+++ QUOTED PASSAGE +++
Jonathan Cohen (born June 16, 1980) is a French film director, producer and actor.

He is known for co-starring in the Netflix prequel film to Army of the Dead, Army of Thieves (2021).

==Early life==
Cohen was born in the 19th arrondissement of Paris in France, the only child to Sephardic Jewish parents. His father, a perfume retailer, and his mother, a bank worker, divorced when he was five. His grandfather was a rabbi. He was raised in Pantin in the northeastern suburbs of Paris. At the age of 18 he abandoned his commercial management studies and embarked on a series of jobs, including selling windows. He decided to pursue acting studies after being inspired by attending theatre improv. He had also been exposed to cinema from a young age by his cinephile rabbi grandfather, introducing him to the work of Luchino Visconti and Jean-Paul Belmondo.

He took classes at the stage school, les Ateliers du Sudden, founded by Raymond Acquaviva. In 2000 he enrolled at the Conservatoire national supérieur d'art dramatique.
+++ DATA +++
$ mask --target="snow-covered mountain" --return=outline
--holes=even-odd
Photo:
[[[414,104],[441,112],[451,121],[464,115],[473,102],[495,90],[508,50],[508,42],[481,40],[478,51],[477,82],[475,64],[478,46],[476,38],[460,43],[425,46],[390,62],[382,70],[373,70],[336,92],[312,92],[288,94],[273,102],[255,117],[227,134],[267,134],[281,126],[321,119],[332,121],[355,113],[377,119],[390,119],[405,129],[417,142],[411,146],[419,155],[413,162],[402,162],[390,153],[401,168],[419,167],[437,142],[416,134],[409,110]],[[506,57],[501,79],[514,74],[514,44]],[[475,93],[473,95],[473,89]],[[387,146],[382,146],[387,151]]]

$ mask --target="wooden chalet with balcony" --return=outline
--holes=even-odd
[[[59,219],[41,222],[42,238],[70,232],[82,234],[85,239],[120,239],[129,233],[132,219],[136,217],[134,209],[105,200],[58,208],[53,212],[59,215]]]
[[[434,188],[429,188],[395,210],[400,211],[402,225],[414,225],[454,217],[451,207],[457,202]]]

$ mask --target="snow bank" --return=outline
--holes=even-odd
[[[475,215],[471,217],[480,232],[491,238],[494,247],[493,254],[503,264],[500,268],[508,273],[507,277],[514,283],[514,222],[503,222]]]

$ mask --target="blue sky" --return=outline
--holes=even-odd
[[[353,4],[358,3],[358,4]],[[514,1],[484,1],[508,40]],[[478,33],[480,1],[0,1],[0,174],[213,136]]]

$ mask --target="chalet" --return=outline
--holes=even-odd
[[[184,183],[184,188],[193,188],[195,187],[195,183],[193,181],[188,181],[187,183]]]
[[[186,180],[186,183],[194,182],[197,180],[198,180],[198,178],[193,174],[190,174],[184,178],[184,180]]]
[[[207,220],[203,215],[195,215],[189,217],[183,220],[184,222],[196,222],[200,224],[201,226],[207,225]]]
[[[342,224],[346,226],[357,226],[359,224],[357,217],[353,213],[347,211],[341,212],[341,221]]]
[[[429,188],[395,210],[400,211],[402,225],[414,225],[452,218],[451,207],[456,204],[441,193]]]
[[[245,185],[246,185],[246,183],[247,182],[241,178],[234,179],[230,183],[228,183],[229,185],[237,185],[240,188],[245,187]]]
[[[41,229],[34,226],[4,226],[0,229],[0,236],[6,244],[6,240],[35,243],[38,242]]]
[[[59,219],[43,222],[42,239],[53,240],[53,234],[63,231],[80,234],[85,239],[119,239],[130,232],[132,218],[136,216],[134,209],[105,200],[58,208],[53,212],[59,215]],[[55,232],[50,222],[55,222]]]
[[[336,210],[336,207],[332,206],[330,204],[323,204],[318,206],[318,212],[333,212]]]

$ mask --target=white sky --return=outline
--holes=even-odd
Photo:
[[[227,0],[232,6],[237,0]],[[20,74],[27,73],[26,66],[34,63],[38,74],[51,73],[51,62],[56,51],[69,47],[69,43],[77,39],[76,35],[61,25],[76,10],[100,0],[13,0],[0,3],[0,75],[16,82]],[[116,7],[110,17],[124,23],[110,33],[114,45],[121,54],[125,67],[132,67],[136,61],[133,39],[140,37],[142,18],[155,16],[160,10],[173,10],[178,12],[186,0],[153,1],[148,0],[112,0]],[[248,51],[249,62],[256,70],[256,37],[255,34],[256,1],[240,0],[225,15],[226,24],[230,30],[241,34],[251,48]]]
+++
WHAT THE TASK REQUIRES
Transcribe the passage about Jonathan Cohen in full, word for word. This material was drawn from a separate source.

FINISHED TASK
Jonathan Cohen (born June 16, 1980) is a French film director, producer and actor.

He is known for co-starring in the Netflix prequel film to Army of the Dead, Army of Thieves (2021).

==Early life==
Cohen was born in the 19th arrondissement of Paris in France, the only child to Sephardic Jewish parents. His father, a perfume retailer, and his mother, a bank worker, divorced when he was five. His grandfather was a rabbi. He was raised in Pantin in the northeastern suburbs of Paris. At the age of 18 he abandoned his commercial management studies and embarked on a series of jobs, including selling windows. He decided to pursue acting studies after being inspired by attending theatre improv. He had also been exposed to cinema from a young age by his cinephile rabbi grandfather, introducing him to the work of Luchino Visconti and Jean-Paul Belmondo.

He took classes at the stage school, les Ateliers du Sudden, founded by Raymond Acquaviva. In 2000 he enrolled at the Conservatoire national supérieur d'art dramatique.